▶ [Problem to work on]:
Scan the listing below and copy every line holding "blade".

▶ [Data shown]:

::::::

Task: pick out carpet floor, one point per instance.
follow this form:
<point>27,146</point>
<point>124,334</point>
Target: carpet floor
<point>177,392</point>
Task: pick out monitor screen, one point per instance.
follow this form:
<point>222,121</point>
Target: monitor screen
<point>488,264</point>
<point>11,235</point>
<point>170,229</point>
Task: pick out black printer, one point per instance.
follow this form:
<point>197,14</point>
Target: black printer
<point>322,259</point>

::::::

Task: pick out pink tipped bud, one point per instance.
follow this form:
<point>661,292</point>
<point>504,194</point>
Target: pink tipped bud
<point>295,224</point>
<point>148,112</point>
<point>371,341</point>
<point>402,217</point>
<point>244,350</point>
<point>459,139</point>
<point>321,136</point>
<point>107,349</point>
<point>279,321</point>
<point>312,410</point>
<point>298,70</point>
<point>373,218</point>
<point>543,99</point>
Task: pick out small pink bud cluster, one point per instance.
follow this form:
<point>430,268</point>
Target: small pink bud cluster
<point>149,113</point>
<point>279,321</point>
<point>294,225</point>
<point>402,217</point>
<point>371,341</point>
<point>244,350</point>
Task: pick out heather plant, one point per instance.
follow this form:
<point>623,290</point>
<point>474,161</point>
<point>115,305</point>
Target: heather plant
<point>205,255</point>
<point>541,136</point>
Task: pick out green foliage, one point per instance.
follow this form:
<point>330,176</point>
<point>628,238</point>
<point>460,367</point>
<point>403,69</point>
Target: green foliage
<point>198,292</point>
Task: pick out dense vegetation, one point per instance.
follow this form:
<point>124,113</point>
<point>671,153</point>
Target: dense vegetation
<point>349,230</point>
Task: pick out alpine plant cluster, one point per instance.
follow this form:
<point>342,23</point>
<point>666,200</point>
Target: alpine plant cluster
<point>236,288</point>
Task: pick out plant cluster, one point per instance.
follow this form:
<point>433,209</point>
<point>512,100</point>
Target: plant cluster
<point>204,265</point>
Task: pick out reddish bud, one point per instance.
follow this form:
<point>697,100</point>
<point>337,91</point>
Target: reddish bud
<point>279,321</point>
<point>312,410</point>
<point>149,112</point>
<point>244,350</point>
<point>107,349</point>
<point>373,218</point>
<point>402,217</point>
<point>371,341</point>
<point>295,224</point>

::::::

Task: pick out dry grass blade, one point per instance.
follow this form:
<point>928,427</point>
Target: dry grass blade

::::::

▶ [Result below]:
Task: pick out dry grass blade, one point per instance.
Target: dry grass blade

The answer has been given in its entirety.